-------- Material to process --------

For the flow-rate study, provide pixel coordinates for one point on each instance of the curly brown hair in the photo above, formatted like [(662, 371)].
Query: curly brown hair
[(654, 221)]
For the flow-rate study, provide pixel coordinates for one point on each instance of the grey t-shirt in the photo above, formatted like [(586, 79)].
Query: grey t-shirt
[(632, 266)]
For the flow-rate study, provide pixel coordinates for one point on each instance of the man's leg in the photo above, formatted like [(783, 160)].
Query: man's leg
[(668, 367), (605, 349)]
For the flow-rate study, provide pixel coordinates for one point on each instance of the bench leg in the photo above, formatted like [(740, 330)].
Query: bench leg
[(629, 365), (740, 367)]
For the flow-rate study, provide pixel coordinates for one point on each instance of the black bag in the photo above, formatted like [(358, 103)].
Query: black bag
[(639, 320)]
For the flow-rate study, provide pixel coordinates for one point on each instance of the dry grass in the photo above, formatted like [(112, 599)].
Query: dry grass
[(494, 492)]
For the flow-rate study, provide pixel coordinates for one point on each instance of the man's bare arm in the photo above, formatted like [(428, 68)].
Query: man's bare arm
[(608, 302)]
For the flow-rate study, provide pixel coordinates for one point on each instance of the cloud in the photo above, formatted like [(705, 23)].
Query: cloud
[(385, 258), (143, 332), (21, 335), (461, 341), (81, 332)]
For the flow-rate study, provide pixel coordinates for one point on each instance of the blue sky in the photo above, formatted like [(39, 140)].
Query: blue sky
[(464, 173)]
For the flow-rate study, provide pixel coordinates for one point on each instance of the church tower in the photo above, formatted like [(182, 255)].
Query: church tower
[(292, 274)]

--------

## Exercise prompt:
Rewrite all of the items above, putting "image" wherever "photo" appears and keeping every other word unchanged.

## Exercise solution:
For the flow-rate study, provide pixel coordinates for one point on each instance of the curly brown hair in the image above, formatted like [(662, 371)].
Query: curly brown hair
[(654, 221)]
For the flow-rate study, provide pixel coordinates for one point on each instance of the grey t-shirt in the image above, formatted like [(586, 79)].
Query: grey t-shirt
[(632, 266)]
For the flow-rate study, provide pixel coordinates for one point on each instance of the man's leg in the image above, formatted like [(783, 160)].
Query: man's leg
[(668, 367), (605, 349)]
For the flow-rate study, provide pixel coordinates for one point on each instance of the bench leg in the image above, formatted like [(740, 330)].
Query: bench leg
[(629, 365), (740, 367)]
For the flow-rate study, provide pixel coordinates for one point on each instance of the black bag in the image above, formatted like [(358, 103)].
Query: black bag
[(639, 320)]
For the flow-rate study, provide pixel coordinates for one point on each instance of the dry grass in the image above, formatted like [(112, 599)].
Query: dry grass
[(494, 492)]
For the flow-rate study, provide pixel coordinates for one point on each instance of the man's bare arm in the image above, formatted like [(428, 68)].
Query: man's bare arm
[(608, 302)]
For the flow-rate study, provide pixel coordinates for one point on each instance of the cloud in the image above, formatted like [(705, 23)].
Query: cloud
[(385, 258), (143, 332), (21, 335), (461, 341), (81, 332)]
For the flow-rate study, provide pixel coordinates for one point on each instance of the blue sky in the image above, formatted like [(39, 140)].
Query: blue sky
[(464, 173)]
For the flow-rate study, provide pixel coordinates for one point on each instance of the church tower in the image above, formatted like [(182, 255)].
Query: church tower
[(292, 274)]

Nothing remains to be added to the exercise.